Reading passage:
____

By Dr. Edward "Ned" Hill and Fran Stewart
President Barack Obama has signaled a new emphasis on the nation’s urban core, going so far as to create a Cabinet-level Office of Urban Policy. Armond Budish, the first Cleveland-area Ohio House Speaker since the 1930s, also seems determined to make urban revitalization a top priority. Given that Ohio is the sole state in which two of its major cities – Cleveland and Cincinnati – repeatedly appear among the nation’s 10 poorest, a serious effort to transform the state’s urban landscape is welcomed news.
However, in their push to tackle the ugly urban issues of poverty, unemployment, crime and foreclosure, political leaders shouldn’t overlook the beauty. What we need today is a New City Beautiful – a model of development that emphasizes urban design and the importance of public spaces as a way of creating and holding value in private places. At Cleveland State University, we have been exploring the important intersection of business, art and culture, particularly as an attraction and neighborhood-building strategy. With this new monthly column, we hope to highlight a broad range of CSU research and activities, as well as draw on the extensive expertise of faculty members at the Levin College of Urban Affairs to frame some of the major issues that the state and region must face. Our first column is dedicated to the vital but too long neglected task of rebuilding downtown.

____

Dataset extract:
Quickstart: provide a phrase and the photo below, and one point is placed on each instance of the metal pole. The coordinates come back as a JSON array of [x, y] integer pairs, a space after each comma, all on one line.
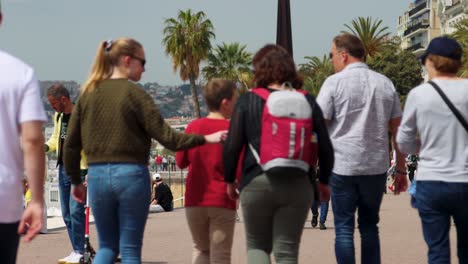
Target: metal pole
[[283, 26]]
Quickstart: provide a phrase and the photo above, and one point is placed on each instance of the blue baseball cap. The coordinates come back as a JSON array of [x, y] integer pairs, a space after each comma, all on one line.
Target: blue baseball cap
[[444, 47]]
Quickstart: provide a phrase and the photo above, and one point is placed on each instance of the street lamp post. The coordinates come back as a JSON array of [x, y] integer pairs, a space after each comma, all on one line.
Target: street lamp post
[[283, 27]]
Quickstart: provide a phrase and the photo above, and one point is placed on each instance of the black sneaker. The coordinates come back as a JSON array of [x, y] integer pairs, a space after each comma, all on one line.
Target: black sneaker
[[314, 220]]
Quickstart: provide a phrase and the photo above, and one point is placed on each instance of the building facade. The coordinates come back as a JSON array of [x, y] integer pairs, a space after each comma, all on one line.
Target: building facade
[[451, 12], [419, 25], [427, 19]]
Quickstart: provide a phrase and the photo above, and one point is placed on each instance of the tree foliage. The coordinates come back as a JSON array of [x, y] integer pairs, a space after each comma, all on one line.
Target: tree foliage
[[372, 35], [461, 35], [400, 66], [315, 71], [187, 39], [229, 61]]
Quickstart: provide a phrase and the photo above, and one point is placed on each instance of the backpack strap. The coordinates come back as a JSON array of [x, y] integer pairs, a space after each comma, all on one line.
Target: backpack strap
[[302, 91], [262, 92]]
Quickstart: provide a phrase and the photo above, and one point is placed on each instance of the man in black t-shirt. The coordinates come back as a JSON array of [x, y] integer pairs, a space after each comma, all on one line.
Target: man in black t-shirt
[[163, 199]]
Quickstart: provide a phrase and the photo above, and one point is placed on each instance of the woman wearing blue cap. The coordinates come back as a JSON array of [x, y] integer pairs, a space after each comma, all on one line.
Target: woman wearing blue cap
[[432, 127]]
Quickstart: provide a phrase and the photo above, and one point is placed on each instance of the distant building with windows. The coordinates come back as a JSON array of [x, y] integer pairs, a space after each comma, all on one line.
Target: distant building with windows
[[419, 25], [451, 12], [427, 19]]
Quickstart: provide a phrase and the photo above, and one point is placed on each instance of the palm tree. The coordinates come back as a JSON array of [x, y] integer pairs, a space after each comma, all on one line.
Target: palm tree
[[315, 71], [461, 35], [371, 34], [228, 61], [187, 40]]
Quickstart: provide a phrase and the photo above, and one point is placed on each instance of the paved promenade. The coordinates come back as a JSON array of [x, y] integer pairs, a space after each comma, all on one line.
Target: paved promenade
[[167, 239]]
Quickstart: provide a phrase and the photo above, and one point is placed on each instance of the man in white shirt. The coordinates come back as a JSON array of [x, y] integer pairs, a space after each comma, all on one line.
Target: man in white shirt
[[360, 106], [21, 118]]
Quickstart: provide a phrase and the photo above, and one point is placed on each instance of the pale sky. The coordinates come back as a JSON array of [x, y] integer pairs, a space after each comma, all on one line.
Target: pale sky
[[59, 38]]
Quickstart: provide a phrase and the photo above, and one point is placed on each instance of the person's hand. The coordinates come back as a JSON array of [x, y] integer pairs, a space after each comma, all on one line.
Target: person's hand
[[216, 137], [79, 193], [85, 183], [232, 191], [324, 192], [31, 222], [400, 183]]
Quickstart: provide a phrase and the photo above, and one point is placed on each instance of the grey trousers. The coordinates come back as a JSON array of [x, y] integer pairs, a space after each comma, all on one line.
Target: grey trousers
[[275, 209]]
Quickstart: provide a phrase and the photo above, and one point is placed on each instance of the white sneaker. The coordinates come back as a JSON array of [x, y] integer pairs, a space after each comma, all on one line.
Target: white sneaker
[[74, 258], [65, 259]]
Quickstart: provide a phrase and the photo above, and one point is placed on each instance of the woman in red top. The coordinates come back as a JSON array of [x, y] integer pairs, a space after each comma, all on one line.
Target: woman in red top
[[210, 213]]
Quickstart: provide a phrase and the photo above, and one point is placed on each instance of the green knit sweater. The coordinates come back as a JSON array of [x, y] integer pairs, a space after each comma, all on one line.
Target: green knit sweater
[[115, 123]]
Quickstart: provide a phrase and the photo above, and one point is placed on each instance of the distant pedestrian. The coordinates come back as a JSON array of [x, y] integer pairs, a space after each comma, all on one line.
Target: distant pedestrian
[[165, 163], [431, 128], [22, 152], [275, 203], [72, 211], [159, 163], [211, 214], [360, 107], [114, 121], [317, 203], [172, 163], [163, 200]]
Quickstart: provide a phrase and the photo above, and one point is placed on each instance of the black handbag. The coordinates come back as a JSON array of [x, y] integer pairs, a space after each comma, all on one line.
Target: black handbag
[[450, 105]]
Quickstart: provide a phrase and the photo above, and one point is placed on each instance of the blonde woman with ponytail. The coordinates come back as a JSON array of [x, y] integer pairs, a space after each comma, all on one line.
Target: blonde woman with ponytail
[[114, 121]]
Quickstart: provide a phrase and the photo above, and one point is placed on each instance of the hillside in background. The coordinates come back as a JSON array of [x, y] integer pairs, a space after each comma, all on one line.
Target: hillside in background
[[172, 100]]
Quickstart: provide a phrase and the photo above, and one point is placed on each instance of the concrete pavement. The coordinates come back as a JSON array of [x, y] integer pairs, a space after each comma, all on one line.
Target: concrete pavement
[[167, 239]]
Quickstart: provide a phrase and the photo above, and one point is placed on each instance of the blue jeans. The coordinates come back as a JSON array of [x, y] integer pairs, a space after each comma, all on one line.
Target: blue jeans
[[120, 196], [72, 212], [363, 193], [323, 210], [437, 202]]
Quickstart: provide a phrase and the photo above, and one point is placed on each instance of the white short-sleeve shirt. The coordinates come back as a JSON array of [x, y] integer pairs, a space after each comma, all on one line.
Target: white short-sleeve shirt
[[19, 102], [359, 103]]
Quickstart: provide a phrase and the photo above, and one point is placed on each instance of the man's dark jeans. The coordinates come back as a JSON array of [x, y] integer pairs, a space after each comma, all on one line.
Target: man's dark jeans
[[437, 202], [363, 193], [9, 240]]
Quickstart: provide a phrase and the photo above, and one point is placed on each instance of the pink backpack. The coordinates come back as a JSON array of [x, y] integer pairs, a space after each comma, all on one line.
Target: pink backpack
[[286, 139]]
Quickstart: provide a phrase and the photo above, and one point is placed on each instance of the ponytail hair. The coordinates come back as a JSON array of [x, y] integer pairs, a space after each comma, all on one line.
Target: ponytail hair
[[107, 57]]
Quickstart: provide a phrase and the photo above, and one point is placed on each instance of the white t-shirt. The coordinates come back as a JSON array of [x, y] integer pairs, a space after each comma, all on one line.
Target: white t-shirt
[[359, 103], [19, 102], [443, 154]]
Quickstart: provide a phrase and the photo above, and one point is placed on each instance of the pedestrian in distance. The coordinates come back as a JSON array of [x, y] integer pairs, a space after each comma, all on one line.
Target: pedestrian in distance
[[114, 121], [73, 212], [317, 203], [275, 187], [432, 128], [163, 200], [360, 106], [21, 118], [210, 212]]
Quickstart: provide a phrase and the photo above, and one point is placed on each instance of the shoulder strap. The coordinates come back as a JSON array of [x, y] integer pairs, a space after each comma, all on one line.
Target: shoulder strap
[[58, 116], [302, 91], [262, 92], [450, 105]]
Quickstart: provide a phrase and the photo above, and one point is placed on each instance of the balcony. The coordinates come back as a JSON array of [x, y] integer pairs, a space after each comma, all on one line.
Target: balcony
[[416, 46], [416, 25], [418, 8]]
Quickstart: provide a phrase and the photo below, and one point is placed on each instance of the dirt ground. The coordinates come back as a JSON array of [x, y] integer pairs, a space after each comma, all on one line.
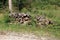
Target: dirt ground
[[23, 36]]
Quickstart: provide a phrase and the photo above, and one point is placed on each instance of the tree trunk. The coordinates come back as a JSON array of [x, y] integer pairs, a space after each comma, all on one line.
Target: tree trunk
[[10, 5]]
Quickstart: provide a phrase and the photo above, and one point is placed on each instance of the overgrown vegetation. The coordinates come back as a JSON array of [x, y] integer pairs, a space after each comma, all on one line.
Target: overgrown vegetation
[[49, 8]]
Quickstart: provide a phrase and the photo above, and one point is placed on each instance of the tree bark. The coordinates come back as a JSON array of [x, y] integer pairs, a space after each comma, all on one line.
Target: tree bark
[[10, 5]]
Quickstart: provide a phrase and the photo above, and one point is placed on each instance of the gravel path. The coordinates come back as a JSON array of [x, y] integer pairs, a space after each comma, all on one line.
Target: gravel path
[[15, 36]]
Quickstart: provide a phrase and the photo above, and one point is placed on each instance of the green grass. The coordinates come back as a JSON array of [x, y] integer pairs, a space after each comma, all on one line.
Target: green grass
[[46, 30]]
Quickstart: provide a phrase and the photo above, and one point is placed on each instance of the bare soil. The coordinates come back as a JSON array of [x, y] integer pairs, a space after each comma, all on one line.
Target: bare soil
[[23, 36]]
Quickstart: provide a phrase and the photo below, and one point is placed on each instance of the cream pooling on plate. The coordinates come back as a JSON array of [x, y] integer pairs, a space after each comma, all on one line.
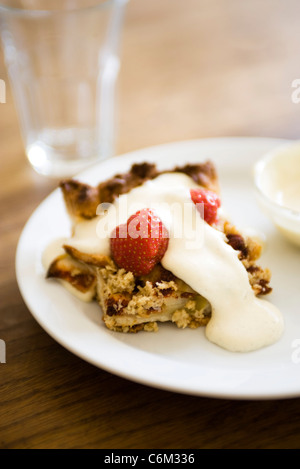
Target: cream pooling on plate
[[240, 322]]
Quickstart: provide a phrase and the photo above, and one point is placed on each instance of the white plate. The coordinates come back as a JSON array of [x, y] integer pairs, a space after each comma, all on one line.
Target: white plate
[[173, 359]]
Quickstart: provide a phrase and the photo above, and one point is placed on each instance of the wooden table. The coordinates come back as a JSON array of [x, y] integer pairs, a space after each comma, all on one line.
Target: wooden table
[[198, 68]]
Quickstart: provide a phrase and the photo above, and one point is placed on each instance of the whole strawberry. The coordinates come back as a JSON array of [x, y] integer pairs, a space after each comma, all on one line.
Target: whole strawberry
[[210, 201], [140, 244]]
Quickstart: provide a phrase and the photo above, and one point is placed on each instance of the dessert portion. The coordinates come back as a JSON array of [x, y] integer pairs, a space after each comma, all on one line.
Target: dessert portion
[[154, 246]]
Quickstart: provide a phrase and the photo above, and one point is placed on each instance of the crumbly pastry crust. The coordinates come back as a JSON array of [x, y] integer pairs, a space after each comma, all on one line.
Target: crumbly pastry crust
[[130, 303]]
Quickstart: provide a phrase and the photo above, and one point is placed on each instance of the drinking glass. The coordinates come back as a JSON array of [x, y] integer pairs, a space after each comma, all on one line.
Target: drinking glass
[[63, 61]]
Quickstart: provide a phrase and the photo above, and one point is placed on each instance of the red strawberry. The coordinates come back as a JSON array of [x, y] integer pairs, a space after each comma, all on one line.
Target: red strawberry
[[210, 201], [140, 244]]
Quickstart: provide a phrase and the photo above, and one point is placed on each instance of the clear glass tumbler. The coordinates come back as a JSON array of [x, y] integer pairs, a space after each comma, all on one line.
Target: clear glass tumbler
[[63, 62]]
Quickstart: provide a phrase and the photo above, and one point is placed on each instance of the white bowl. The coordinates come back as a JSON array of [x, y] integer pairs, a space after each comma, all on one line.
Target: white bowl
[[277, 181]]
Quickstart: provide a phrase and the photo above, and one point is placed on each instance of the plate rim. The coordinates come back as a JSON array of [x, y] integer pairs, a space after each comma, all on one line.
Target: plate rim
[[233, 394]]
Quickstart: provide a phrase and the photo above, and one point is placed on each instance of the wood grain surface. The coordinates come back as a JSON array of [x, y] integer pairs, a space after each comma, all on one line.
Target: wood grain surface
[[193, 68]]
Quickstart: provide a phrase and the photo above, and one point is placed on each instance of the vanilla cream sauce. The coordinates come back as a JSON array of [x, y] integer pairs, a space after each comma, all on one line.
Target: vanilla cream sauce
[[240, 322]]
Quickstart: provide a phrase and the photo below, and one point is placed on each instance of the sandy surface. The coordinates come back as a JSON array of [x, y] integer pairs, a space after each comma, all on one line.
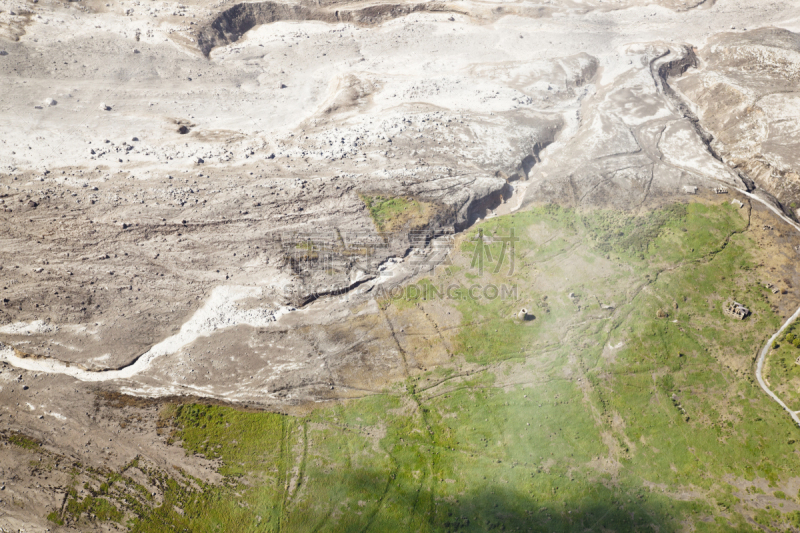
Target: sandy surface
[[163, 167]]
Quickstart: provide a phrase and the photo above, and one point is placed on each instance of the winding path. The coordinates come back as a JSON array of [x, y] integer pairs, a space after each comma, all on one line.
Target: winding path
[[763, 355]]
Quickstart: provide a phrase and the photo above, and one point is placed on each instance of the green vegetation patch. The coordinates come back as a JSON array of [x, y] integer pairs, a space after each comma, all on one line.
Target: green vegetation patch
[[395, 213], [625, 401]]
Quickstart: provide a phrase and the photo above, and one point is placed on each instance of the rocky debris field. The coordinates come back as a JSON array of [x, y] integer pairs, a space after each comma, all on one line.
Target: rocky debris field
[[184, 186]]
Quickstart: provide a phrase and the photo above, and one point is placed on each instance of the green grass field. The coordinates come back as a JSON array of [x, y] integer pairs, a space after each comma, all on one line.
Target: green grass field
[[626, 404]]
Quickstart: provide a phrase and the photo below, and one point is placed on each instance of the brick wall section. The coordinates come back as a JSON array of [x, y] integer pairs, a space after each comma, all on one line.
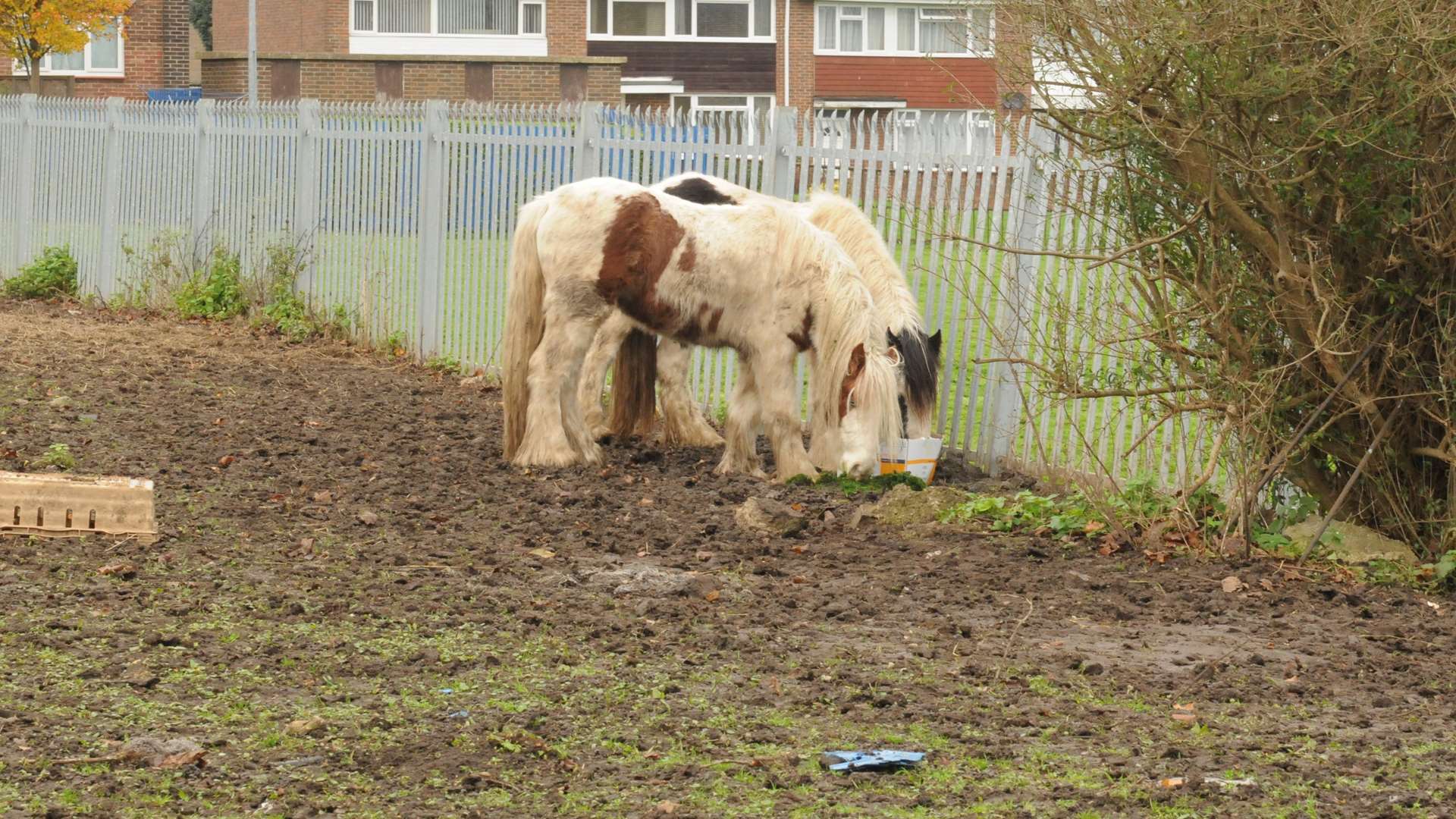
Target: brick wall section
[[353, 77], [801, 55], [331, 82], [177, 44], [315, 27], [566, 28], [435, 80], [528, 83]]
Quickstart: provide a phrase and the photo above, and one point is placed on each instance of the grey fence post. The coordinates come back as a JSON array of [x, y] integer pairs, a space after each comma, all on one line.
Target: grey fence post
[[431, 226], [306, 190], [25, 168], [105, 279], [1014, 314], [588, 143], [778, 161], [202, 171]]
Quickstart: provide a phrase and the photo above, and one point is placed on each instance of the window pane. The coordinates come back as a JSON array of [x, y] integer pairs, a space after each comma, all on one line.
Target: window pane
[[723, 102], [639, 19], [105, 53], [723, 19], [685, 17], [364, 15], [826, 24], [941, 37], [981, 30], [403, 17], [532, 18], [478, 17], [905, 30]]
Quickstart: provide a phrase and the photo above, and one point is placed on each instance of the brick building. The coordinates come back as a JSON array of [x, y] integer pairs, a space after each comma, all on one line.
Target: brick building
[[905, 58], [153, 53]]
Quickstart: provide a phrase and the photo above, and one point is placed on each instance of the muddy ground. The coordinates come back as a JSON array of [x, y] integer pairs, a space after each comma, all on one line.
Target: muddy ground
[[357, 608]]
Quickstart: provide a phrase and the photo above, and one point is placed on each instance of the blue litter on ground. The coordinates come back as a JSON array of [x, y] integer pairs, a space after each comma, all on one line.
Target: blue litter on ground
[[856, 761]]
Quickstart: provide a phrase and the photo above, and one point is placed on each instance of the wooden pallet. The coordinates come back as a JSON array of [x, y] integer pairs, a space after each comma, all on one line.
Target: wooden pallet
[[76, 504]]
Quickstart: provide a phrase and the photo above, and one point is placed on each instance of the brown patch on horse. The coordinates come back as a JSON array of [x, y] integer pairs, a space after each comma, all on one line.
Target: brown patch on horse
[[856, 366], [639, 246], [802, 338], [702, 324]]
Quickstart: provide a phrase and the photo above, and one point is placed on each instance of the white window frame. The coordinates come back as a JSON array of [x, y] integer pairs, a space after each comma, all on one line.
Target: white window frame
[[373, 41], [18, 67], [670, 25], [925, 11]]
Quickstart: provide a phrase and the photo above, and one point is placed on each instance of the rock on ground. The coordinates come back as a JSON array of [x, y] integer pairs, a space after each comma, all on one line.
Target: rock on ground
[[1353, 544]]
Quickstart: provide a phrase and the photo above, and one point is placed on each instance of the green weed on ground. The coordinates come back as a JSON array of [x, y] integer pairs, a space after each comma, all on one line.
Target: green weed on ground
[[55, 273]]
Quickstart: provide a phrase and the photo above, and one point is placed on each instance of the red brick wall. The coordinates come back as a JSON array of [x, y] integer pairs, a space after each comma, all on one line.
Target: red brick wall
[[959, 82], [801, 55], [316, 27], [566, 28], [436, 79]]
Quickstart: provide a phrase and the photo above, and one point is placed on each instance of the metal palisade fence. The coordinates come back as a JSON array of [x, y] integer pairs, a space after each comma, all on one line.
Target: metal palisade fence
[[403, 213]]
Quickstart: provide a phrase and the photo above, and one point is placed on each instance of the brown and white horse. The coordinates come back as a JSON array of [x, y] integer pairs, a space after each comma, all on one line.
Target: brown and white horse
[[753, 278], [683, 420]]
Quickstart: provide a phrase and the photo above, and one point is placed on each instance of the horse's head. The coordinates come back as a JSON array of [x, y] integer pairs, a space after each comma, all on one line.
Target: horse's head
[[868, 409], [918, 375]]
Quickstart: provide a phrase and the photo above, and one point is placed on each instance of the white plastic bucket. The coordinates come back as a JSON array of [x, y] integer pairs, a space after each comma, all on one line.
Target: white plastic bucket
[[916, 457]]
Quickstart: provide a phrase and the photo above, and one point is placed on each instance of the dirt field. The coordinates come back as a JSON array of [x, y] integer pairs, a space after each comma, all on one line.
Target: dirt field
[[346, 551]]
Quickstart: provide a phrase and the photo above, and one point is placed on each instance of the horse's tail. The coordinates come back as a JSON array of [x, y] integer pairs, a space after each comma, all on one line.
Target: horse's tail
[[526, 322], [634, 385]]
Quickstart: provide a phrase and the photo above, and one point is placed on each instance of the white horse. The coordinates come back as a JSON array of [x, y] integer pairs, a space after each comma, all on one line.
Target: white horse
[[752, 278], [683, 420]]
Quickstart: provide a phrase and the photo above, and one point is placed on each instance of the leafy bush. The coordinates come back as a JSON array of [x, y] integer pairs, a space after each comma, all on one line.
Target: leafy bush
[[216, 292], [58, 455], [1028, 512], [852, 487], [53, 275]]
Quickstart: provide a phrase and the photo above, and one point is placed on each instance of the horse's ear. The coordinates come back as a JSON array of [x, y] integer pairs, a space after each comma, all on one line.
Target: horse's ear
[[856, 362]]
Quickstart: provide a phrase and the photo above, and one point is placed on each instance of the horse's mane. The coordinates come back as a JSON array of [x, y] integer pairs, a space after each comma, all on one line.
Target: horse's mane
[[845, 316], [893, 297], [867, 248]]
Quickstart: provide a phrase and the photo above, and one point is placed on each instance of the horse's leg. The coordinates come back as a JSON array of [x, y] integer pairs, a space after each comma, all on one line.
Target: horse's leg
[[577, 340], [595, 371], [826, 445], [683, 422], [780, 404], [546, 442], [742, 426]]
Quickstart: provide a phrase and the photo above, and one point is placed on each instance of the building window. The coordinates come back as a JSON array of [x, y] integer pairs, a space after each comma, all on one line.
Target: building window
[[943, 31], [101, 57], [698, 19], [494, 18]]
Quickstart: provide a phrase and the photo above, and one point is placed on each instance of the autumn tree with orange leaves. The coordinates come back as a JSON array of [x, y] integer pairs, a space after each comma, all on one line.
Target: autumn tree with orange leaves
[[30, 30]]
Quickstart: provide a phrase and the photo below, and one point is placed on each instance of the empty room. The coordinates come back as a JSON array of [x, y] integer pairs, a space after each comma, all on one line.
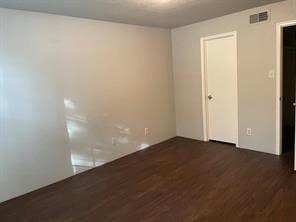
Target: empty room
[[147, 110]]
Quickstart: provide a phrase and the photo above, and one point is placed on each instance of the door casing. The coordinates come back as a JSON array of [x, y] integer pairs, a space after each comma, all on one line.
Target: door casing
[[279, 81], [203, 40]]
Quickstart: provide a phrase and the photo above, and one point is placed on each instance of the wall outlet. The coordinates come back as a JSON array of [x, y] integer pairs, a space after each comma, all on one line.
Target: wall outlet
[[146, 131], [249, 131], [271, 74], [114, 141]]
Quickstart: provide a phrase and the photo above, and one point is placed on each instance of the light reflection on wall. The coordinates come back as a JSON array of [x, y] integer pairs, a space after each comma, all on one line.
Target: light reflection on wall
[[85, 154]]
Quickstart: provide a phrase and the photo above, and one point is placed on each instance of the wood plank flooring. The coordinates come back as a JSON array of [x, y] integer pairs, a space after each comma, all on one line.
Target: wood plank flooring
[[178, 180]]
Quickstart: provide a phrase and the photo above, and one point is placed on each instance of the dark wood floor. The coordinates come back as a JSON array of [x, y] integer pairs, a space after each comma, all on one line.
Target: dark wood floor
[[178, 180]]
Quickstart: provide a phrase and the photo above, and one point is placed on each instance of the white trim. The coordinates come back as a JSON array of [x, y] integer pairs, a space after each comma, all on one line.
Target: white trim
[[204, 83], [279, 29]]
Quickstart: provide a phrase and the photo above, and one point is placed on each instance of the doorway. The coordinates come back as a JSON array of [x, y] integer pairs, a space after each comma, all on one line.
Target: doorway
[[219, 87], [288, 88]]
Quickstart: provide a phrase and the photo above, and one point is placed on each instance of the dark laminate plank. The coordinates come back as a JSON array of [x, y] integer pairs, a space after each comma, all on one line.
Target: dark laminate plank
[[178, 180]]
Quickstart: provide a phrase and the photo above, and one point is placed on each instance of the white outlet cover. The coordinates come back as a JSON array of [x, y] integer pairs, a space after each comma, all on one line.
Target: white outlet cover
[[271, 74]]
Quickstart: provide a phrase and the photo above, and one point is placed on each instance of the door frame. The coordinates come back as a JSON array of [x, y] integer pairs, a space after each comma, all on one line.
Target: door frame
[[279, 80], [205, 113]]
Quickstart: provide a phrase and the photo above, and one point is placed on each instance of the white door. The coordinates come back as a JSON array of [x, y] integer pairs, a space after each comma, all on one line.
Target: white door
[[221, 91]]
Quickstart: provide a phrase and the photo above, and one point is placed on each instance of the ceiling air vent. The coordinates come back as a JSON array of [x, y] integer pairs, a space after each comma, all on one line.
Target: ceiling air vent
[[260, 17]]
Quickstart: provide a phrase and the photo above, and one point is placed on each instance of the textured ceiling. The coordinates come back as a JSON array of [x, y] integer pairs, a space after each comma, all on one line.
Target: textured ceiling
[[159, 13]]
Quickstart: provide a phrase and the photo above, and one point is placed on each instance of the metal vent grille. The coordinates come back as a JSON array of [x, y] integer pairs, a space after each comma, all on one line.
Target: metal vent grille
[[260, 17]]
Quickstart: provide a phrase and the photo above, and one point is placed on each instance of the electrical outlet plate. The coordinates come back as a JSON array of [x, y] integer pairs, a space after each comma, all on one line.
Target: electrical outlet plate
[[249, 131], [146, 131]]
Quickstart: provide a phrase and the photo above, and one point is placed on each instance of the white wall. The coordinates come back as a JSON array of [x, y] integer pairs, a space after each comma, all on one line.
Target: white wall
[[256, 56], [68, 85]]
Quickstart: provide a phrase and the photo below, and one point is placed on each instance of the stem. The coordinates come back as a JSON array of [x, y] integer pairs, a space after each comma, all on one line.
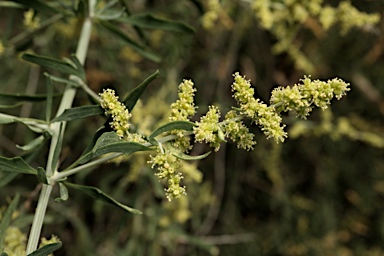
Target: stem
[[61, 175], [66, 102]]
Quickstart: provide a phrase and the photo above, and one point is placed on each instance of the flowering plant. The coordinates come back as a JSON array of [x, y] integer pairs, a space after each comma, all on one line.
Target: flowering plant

____

Task objective: Please reproduce, word for word, the part of the urban policy column that opens with the words containing "By Dr. Edward" and closes with "is welcomed news.".

Completed task:
By Dr. Edward "Ned" Hill and Fran Stewart
President Barack Obama has signaled a new emphasis on the nation’s urban core, going so far as to create a Cabinet-level Office of Urban Policy. Armond Budish, the first Cleveland-area Ohio House Speaker since the 1930s, also seems determined to make urban revitalization a top priority. Given that Ohio is the sole state in which two of its major cities – Cleveland and Cincinnati – repeatedly appear among the nation’s 10 poorest, a serious effort to transform the state’s urban landscape is welcomed news.